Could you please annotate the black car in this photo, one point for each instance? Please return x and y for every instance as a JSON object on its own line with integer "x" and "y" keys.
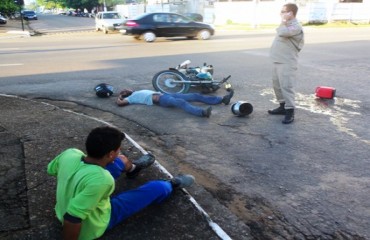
{"x": 27, "y": 14}
{"x": 152, "y": 25}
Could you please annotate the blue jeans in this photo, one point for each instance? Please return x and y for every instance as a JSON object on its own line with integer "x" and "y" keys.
{"x": 180, "y": 100}
{"x": 125, "y": 204}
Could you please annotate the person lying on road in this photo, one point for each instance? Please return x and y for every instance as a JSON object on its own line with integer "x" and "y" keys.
{"x": 179, "y": 100}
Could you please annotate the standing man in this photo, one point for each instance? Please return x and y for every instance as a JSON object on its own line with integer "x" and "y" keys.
{"x": 85, "y": 183}
{"x": 288, "y": 42}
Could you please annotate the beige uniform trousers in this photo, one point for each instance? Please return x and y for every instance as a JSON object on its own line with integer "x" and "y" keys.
{"x": 284, "y": 76}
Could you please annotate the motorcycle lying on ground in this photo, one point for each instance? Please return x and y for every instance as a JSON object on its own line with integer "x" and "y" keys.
{"x": 182, "y": 77}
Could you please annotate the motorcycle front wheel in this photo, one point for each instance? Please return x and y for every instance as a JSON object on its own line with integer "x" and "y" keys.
{"x": 170, "y": 81}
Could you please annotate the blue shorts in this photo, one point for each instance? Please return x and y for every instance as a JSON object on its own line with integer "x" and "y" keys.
{"x": 127, "y": 203}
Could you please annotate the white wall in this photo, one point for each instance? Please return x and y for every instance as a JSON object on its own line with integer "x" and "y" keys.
{"x": 259, "y": 13}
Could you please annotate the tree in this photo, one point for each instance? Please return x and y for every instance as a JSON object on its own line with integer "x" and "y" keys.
{"x": 8, "y": 7}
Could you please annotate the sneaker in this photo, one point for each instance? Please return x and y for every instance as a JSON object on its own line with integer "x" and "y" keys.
{"x": 141, "y": 163}
{"x": 207, "y": 112}
{"x": 226, "y": 99}
{"x": 182, "y": 181}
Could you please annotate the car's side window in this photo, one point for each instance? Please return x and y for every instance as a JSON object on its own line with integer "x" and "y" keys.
{"x": 161, "y": 18}
{"x": 178, "y": 19}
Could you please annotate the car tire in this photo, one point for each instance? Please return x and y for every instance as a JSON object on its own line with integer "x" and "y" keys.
{"x": 204, "y": 34}
{"x": 149, "y": 36}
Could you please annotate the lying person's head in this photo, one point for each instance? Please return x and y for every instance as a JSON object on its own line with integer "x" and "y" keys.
{"x": 125, "y": 93}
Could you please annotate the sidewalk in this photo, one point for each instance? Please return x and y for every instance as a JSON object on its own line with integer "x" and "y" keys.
{"x": 31, "y": 134}
{"x": 13, "y": 28}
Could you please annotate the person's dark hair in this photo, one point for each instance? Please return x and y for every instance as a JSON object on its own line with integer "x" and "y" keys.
{"x": 292, "y": 7}
{"x": 102, "y": 140}
{"x": 125, "y": 93}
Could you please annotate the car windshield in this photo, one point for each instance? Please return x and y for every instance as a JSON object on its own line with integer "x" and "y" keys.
{"x": 111, "y": 16}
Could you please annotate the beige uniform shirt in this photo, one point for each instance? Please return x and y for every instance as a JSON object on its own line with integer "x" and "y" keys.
{"x": 289, "y": 40}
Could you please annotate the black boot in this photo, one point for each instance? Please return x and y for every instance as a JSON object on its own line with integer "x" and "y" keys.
{"x": 289, "y": 116}
{"x": 278, "y": 111}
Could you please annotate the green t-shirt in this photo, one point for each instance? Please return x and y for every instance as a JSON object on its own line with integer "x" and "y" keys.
{"x": 83, "y": 190}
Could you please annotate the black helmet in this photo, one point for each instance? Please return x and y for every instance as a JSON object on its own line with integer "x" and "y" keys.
{"x": 103, "y": 90}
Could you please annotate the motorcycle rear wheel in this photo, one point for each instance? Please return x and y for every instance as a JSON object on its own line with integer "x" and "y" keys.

▶ Your assignment
In the answer, the data should reappear exactly, with no pictures.

▶ Output for this task
Could you please annotate the black car in this photo, one point for each instance? Please return x and y for every instance as a JSON object on its own line with integer "x" and "y" keys.
{"x": 27, "y": 14}
{"x": 152, "y": 25}
Could you please annotate the blue jeans in this photo, one point for each instance? Please return x and y for every instance as a JSON object on its own line with integer "x" and "y" keys.
{"x": 180, "y": 100}
{"x": 125, "y": 204}
Could you please annotate the person lying on road in this photo, one point for each instance? Please return x and y for every instance as a JSON object on its own line with integer "x" and "y" keys.
{"x": 179, "y": 100}
Could you please annotate the standing man in this photo, one point for each instance? Please return x and y for every instance as a JSON object on its own line with integer "x" and "y" keys.
{"x": 85, "y": 183}
{"x": 288, "y": 42}
Could you please annotate the beige uniform trousers in this photo, one point for each instance? Please return x and y for every instance as a JSON object on its own line with integer "x" and "y" keys.
{"x": 284, "y": 76}
Could you please annotate the motorcycle lying on ground in this photo, one point for each instance? Please return x and y for every instance as a JSON object on its own line with integer "x" and "y" keys.
{"x": 182, "y": 77}
Could you please annotate the motorcycle front wheel in this photo, one point for each instance? Please return x and y for every instance as a JSON object on its own line with integer "x" and "y" keys.
{"x": 170, "y": 81}
Could you please annotate the blue shorts in this photo, one point for each instance? Please return x and y for every instance as a JSON object on its own line with integer "x" and "y" keys.
{"x": 127, "y": 203}
Could you please annotate the white wall in this photo, one point for each instance? Please return x and y for every instance as a JSON object on its own line with integer "x" and "y" keys.
{"x": 259, "y": 13}
Could you please annotate the tree in this photo, one point for each instance? Please return x and y for every instance as a JSON object on its own line with integer "x" and "y" keys.
{"x": 8, "y": 7}
Could you please annotate the sneaker in this photo, one point for each instance? Please return x and y for every instance as a JSON object on its own line with integer "x" and "y" keys.
{"x": 141, "y": 163}
{"x": 207, "y": 112}
{"x": 226, "y": 99}
{"x": 182, "y": 181}
Could you please annotate the car's side window in this photo, one point for each instance? Please return x and y for every instance as a JSON object on its own line with integer "x" and "y" keys.
{"x": 161, "y": 18}
{"x": 178, "y": 19}
Could you please annotate the car tire in this photo, one point for each instance? Please return x and y for every instance as a JSON object on its own line with integer "x" and "y" keys.
{"x": 204, "y": 34}
{"x": 149, "y": 36}
Could you please annotate the lying person's head in this photo, one point for each instance? Please return x and y for every instance as a JSON object on its own line with integer "x" and "y" keys.
{"x": 125, "y": 93}
Could you please annotate the sidewalk in this photo, one point for each instance? Please return x and y for every instance as a JSON object on its own line with integer "x" and "y" keys.
{"x": 31, "y": 134}
{"x": 13, "y": 28}
Could you please annotate the person's dark hair in this photo, one point for each instance? Please return x and y for every instance as a JSON object on its own line with integer "x" and "y" keys.
{"x": 292, "y": 7}
{"x": 102, "y": 140}
{"x": 125, "y": 93}
Could you please annotate the car windshield in this photo, one point for each instance? Please return x and y for every instance as a JSON object on its own line with integer "x" and "y" keys.
{"x": 111, "y": 16}
Could you please annotate the beige uniform shirt in this photo, one point for each instance? Please return x and y for every instance as a JSON object on its own line with integer "x" and "y" keys.
{"x": 289, "y": 40}
Could you please annotate the black boot in this photo, one point for each instance? Please return x and y for every instance as a JSON object on its own line with integer "x" and "y" keys.
{"x": 289, "y": 116}
{"x": 278, "y": 111}
Could you please annotate the green t-shirt in this photo, one point for each instance? Please return x and y for every instance as a JSON object on its own line with integer "x" and "y" keys.
{"x": 83, "y": 190}
Could you please annotate the black helmet in this photo, one point for each instance? Please return x and y for every instance as a JSON object on its own line with integer "x" and "y" keys.
{"x": 103, "y": 90}
Could you please annotate the motorcycle rear wheel in this photo, one point for each instance? Please return x and y for every instance as a JSON object on its own line with integer "x" and "y" keys.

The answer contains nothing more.